Selected excerpt

During my first hajj trip, I wanted so much to get things right. I read all the fiqh books I could get my hands on. I studied in detail everything relevant to hajj.

And I made flow charts, I memorized the charts, I got my friends to test my knowledge, I asked everyone who had already been to hajj to remember their hajj in detail, this was it, the great fard, and I would get everything done properly, and I would then become as sinless as an angel.  :)

But I found annoying occurrences, people realizing I was a medic, began to ask questions relevant and irrelevant, I hadn't a moment alone, and I wanted so much to finish reading the whole Qu'ran in the days I would be there in Mina.

Some of them really wanted and needed advice, but some just found it a good chance to ask silly questions, after two days I was beginning to feel as though I was in a busy twenty four hour clinic, the only time I had was when I prayed. My temper erupted, I left the tent in a huff, and went out, I sat on a stone under a lamp post and read, but something of the glitter of hajj had suddenly disappeared.

I had grown angry, I had shown that woman who asked that ridiculous question that I had found her question annoying and probably hurt her feelings, and I couldn't get back that magical feeling of being in Mina, doing hajj.

Exercise tasks
1. In the hajj account, why did people in Mina start asking the narrator so many questions? Answer in one to three sentences.
2. Please repeat the part of the hajj account between "During my first" and "there in Mina.", inclusive.
3. Go on with the hajj account from the point where it stops.

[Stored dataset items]
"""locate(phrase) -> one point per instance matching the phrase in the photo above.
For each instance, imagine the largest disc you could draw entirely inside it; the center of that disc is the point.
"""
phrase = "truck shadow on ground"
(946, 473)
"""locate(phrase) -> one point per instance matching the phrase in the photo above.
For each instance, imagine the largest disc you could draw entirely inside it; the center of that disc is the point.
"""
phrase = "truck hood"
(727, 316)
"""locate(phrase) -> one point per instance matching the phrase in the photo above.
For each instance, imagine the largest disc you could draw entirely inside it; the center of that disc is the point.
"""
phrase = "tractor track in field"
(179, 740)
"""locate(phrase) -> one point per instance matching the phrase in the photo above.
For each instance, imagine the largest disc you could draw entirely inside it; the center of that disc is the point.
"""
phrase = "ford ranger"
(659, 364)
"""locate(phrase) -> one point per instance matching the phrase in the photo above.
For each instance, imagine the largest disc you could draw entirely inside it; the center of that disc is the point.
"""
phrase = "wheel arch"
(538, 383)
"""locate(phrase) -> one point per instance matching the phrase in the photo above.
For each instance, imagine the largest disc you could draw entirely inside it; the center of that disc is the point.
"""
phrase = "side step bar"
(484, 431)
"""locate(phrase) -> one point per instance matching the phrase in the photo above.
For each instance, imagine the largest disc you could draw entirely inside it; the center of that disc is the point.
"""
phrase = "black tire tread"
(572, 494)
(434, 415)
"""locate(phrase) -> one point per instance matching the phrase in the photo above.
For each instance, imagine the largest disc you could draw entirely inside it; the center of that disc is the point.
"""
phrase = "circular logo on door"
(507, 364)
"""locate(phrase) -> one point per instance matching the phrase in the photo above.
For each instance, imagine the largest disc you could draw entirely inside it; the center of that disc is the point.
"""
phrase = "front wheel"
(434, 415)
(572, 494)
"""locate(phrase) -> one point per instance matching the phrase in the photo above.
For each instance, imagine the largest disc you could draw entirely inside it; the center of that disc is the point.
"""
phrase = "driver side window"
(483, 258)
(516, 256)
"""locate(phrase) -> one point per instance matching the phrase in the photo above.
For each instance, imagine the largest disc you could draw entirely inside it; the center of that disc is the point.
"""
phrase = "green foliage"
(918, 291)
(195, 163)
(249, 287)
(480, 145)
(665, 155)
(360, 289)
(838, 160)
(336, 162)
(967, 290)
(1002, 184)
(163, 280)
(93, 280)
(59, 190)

Per-task answers
1. People realized the narrator was a medic, so they began asking questions, some relevant and some not.

2.
During my first hajj trip, I wanted so much to get things right. I read all the fiqh books I could get my hands on. I studied in detail everything relevant to hajj.

And I made flow charts, I memorized the charts, I got my friends to test my knowledge, I asked everyone who had already been to hajj to remember their hajj in detail, this was it, the great fard, and I would get everything done properly, and I would then become as sinless as an angel.  :)

But I found annoying occurrences, people realizing I was a medic, began to ask questions relevant and irrelevant, I hadn't a moment alone, and I wanted so much to finish reading the whole Qu'ran in the days I would be there in Mina.

3.
Arafah brought with it consolation, and I gave up totally any attempt to read Qu'ran. 'if you cant beat them join them' that's what I did, I sat with the group, and I became part of the group, but only when they said something religious. Other times, I just wandered alone.

My first hajj, I felt it was a failure. God had said no arguments, no angry speech, no bad actions, and I felt my irritation with that woman had lost me my hajj.

my second hajj was different. when we stepped into the tent, I was accosted by the wife of a colleague, she came up to me and said, help me get the old people comfortable, then we can get everyone else comfy, then we'll find somewhere to sleep for ourselves.

I followed her lead. She was an incredible woman, and I still make duaa for her to this day. She was two months pregnant, had two small children who couldn't go to the toilet alone, and a mother in law who was not only rather bossy, but couldn't do anything by herself either, she had bad knees, and could barely walk.

And quiet H, had all these burdens but she found the time to go search for the cafeteria outside our tent, and come back with paper cups for everyone steaming with hot tea and coffee.

One night she found me quietly leaving the tent with my Qu'ran to read outside and not disturb anyone, she came out and told me, she had a bit of bleeding, would I give her something? would the baby be OK? She had worn herself out helping others. I really gave her a scold, but she answered. "I do not think I could ever be as religious as all the others here in the tent, so I will serve them and

maybe by helping everyone and caring for my children and mother in law, God will accept my hajj."

From that day we kept a sharp eye on her, if she found a child sitting listlessly, she would go out, and ask her husband to search for toys or something, then seeing them playing happily she would look about, ask if anyone wanted something? coffee? tea? water? biscuits, and we all raced to get her to sit and do whatever it was she was about to do to help others.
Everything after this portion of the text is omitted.